◆ Fragmento ◆

------

Desde el origen y ahora y siempre

De Cayo Hueso, de la Florida, hasta la Habana, la vida de Cintio Vitier fue su primer grito y su último aliento. Nacer fuera del idioma al que sirvió como orfebre de la reflexión poética y la poesía. Apenas duró el tiempo de su infancia porque su devenir fue tierra cubana. Ella lo formó temprano para el deleite, en el hilo del violín del que se distrajo para ofrecer sus dones de emoción y de inteligencia con la poesía como invención y como razonamiento. Poeta muy pronto, Juan Ramón Jiménez suscribió un prefacio (lo llamó músico, acaso porque recordara su instrumento en los días de su adolescencia) a su libro de poemas cuando promediaba sus diecisiete años.

------

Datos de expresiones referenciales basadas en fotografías

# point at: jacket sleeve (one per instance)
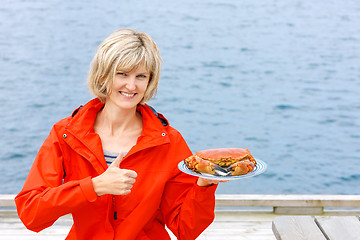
(44, 198)
(188, 209)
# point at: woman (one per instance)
(112, 164)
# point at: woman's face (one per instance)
(128, 88)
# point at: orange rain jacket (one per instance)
(59, 183)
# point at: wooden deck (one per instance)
(236, 216)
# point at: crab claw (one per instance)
(241, 167)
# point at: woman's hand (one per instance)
(203, 182)
(114, 180)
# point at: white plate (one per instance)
(259, 168)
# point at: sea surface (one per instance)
(279, 77)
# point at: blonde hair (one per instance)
(124, 49)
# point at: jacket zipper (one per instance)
(113, 207)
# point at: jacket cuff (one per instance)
(88, 189)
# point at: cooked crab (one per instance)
(222, 161)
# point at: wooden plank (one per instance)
(224, 200)
(339, 227)
(296, 228)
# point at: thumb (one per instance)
(117, 161)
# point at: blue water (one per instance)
(281, 78)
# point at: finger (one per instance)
(117, 161)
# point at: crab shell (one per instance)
(236, 160)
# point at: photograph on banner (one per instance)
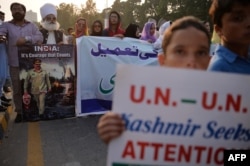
(47, 74)
(97, 58)
(182, 118)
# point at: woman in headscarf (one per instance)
(148, 32)
(132, 31)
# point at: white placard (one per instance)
(179, 117)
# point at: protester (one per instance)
(207, 25)
(50, 26)
(163, 27)
(114, 28)
(40, 85)
(70, 30)
(2, 17)
(81, 29)
(185, 45)
(133, 31)
(149, 32)
(20, 32)
(96, 28)
(232, 23)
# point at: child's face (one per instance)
(188, 48)
(235, 27)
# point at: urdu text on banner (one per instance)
(96, 68)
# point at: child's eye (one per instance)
(202, 53)
(179, 51)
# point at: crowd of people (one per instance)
(183, 43)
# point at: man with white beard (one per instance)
(50, 26)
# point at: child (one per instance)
(185, 45)
(231, 21)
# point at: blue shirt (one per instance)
(227, 61)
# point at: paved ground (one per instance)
(64, 142)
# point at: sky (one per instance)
(35, 5)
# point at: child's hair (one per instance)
(220, 7)
(180, 24)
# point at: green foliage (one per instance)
(134, 11)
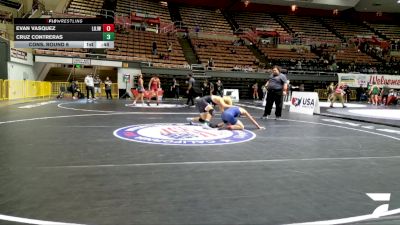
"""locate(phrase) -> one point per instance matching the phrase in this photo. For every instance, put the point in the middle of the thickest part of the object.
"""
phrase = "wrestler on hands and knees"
(206, 106)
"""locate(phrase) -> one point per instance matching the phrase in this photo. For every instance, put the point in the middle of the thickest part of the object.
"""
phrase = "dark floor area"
(61, 162)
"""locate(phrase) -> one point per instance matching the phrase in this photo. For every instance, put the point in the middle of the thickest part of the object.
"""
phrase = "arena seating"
(309, 29)
(348, 29)
(249, 20)
(391, 31)
(296, 54)
(221, 53)
(85, 8)
(207, 20)
(125, 7)
(137, 45)
(350, 55)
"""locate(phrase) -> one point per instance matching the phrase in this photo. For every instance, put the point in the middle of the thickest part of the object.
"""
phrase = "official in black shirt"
(277, 88)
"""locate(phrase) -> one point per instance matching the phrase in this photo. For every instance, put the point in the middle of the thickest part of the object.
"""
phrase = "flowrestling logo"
(296, 101)
(181, 134)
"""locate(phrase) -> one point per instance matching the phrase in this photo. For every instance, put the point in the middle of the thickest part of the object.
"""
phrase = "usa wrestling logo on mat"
(181, 134)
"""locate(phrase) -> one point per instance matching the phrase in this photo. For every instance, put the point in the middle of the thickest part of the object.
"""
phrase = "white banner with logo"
(305, 103)
(234, 93)
(357, 79)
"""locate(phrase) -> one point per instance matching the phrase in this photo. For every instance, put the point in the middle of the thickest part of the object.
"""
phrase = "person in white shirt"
(89, 86)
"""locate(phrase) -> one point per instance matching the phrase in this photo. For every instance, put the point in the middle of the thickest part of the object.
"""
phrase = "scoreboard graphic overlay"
(64, 33)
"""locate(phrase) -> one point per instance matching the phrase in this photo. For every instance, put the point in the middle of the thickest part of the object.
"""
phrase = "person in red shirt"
(154, 88)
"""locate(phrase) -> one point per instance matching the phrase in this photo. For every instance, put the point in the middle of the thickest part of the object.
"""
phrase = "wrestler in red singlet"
(154, 87)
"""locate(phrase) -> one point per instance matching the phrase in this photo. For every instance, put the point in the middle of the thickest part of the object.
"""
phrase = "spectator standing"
(339, 92)
(154, 48)
(277, 88)
(97, 82)
(219, 88)
(107, 85)
(255, 91)
(175, 88)
(190, 91)
(89, 86)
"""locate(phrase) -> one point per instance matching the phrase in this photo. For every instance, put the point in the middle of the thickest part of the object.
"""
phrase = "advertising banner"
(357, 79)
(305, 103)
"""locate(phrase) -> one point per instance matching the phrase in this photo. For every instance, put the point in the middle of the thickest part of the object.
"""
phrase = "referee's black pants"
(277, 97)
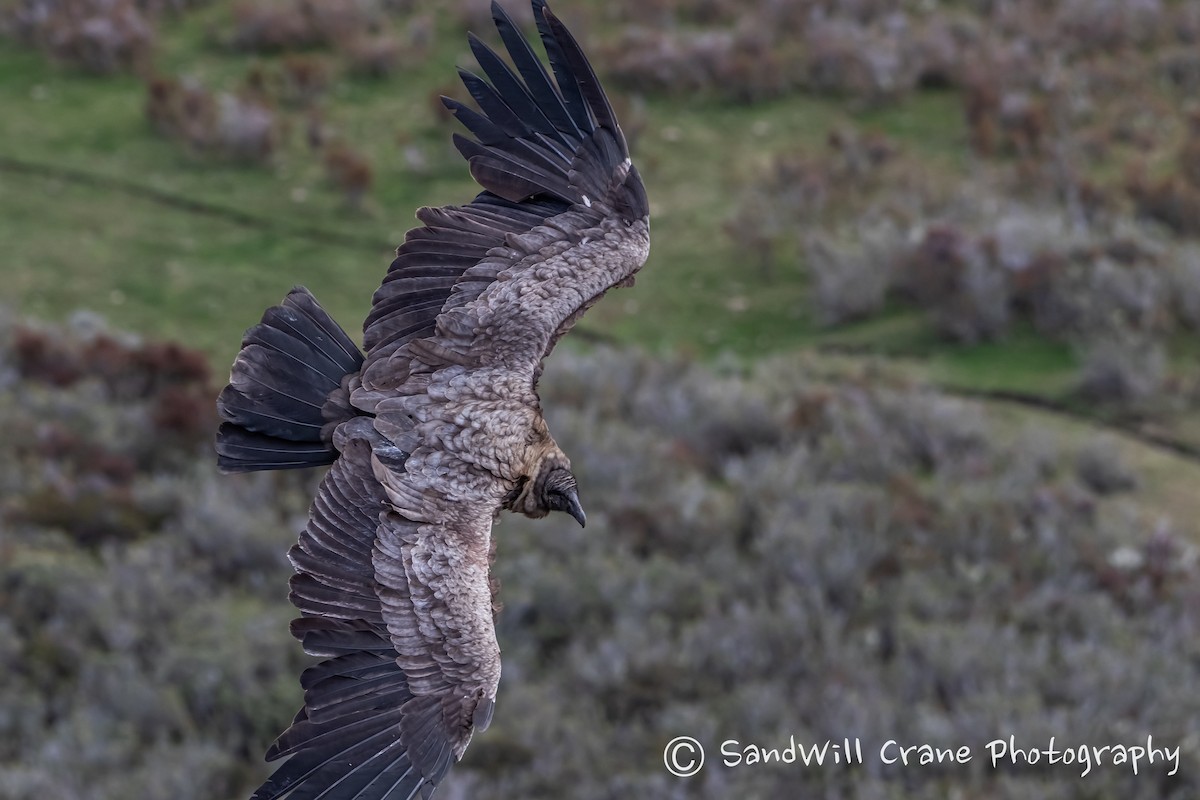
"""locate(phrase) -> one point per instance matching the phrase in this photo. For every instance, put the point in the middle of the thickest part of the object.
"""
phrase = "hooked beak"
(574, 507)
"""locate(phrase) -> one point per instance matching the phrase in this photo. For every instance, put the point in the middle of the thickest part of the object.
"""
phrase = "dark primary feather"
(275, 405)
(348, 741)
(540, 146)
(384, 714)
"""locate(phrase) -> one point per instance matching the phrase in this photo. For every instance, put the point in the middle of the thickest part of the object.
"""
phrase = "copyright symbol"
(683, 756)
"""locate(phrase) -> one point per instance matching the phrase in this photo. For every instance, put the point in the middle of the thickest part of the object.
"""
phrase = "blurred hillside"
(864, 211)
(767, 554)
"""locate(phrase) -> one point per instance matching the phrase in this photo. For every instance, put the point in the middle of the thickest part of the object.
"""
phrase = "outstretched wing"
(406, 678)
(393, 569)
(563, 208)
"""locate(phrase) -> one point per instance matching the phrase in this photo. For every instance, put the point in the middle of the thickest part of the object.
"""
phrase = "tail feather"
(282, 398)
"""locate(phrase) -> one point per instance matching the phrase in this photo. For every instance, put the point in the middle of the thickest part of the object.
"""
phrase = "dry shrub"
(763, 551)
(1121, 367)
(851, 282)
(288, 25)
(100, 36)
(349, 172)
(371, 56)
(304, 79)
(959, 281)
(237, 127)
(1171, 200)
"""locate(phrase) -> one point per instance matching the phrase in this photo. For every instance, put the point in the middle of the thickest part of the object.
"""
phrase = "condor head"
(551, 488)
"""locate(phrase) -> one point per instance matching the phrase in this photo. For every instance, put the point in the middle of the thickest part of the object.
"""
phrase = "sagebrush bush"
(99, 36)
(766, 555)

------

◆ Consignas del ejercicio ◆
1) Reescribe el fragmento sobre Cintio Vitier entre "Desde el origen" y "sus diecisiete años.", ambos incluidos, y pon "piano" en lugar de "violín".
2) Según el fragmento sobre Cintio Vitier, ¿cómo lo llamó Juan Ramón Jiménez en el prefacio a su libro de poemas?

◆ Solucionario ◆
1)
Desde el origen y ahora y siempre

De Cayo Hueso, de la Florida, hasta la Habana, la vida de Cintio Vitier fue su primer grito y su último aliento. Nacer fuera del idioma al que sirvió como orfebre de la reflexión poética y la poesía. Apenas duró el tiempo de su infancia porque su devenir fue tierra cubana. Ella lo formó temprano para el deleite, en el hilo del piano del que se distrajo para ofrecer sus dones de emoción y de inteligencia con la poesía como invención y como razonamiento. Poeta muy pronto, Juan Ramón Jiménez suscribió un prefacio (lo llamó músico, acaso porque recordara su instrumento en los días de su adolescencia) a su libro de poemas cuando promediaba sus diecisiete años.

2) Lo llamó músico.